----- Entries shown

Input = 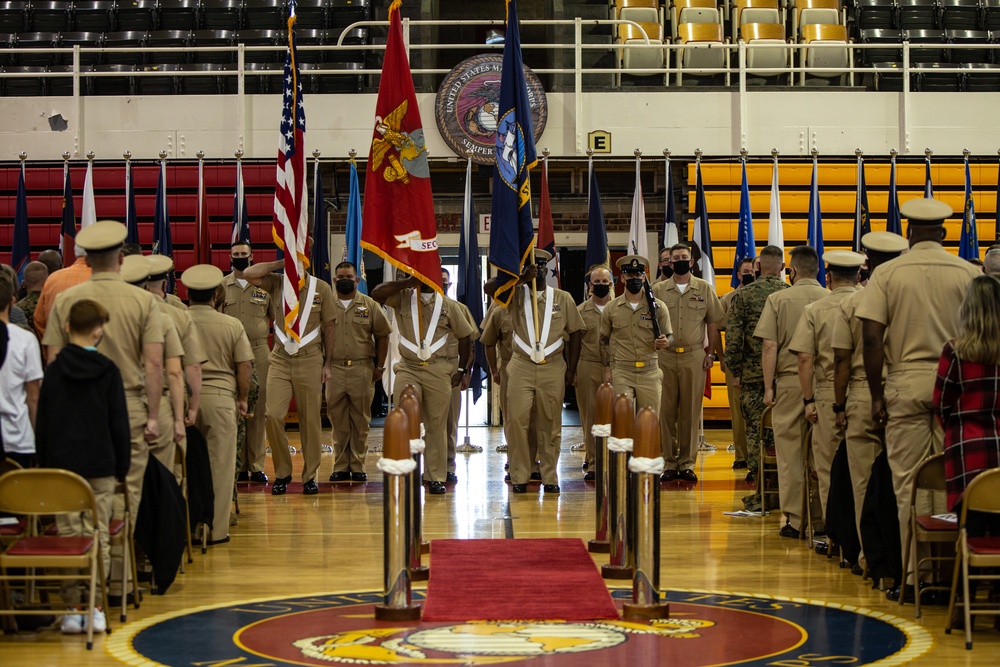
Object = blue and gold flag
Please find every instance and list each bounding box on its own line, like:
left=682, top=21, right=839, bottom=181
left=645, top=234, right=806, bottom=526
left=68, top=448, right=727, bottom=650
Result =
left=489, top=0, right=538, bottom=306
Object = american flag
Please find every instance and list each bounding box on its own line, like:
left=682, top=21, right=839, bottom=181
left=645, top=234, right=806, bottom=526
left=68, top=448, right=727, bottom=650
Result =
left=272, top=3, right=309, bottom=354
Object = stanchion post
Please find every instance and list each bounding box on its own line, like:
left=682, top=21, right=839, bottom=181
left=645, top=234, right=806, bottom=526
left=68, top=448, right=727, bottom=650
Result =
left=375, top=408, right=421, bottom=621
left=623, top=408, right=670, bottom=619
left=587, top=382, right=615, bottom=554
left=601, top=394, right=635, bottom=579
left=399, top=394, right=430, bottom=581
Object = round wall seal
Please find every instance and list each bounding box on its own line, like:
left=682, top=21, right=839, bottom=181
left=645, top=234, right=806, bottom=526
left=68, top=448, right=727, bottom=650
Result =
left=434, top=55, right=548, bottom=164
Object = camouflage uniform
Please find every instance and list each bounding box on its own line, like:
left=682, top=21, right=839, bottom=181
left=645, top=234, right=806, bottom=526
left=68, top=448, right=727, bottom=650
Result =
left=726, top=276, right=788, bottom=507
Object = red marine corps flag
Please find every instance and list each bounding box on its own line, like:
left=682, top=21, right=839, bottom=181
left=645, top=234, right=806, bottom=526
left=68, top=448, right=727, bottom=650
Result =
left=361, top=0, right=443, bottom=293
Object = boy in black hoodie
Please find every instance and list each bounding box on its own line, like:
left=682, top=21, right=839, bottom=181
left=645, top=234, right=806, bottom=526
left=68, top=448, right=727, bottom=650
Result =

----------

Task instructions: Rewrite every line of the records above as a numbered list, skipping any blank lines and leaving the pictures out.

Finished task:
1. Input = 
2. Object = blue and gold flag
3. Please find every instance and list each bounding box on its own line, like:
4. left=682, top=21, right=839, bottom=181
5. left=645, top=234, right=806, bottom=526
6. left=68, top=448, right=727, bottom=650
7. Result =
8. left=489, top=0, right=538, bottom=306
9. Object = american flag
10. Please find every instance and list each bounding box on its own line, like:
11. left=682, top=21, right=839, bottom=181
12. left=645, top=234, right=806, bottom=526
13. left=68, top=448, right=727, bottom=650
14. Result =
15. left=272, top=3, right=309, bottom=354
16. Object = stanchion post
17. Please find every instance and list each bounding box on its own line, like:
18. left=682, top=21, right=839, bottom=181
19. left=645, top=234, right=806, bottom=526
20. left=68, top=448, right=727, bottom=650
21. Result =
22. left=375, top=408, right=421, bottom=621
23. left=623, top=408, right=670, bottom=619
24. left=587, top=382, right=615, bottom=554
25. left=601, top=394, right=635, bottom=579
26. left=399, top=394, right=430, bottom=581
27. Object = round wall seal
28. Please find every instance and list each bounding box on its own line, like:
29. left=682, top=21, right=839, bottom=181
30. left=645, top=234, right=806, bottom=526
31. left=68, top=448, right=727, bottom=650
32. Result =
33. left=434, top=55, right=548, bottom=164
34. Object = camouflage uniform
35. Please find every instance and list each bounding box on its own line, like:
36. left=682, top=21, right=839, bottom=181
37. left=645, top=234, right=806, bottom=526
38. left=68, top=448, right=727, bottom=650
39. Result =
40. left=726, top=276, right=788, bottom=507
41. Object = red marine corps flag
42. Please find every instance and list each bounding box on its own line, like:
43. left=682, top=21, right=839, bottom=181
44. left=645, top=234, right=806, bottom=526
45. left=68, top=448, right=727, bottom=650
46. Result =
47. left=361, top=0, right=443, bottom=293
48. Object = boy in black hoodie
49. Please find every instance and list each bounding box on its own line, like:
50. left=682, top=21, right=839, bottom=181
51. left=645, top=234, right=806, bottom=526
52. left=68, top=448, right=727, bottom=650
53. Result =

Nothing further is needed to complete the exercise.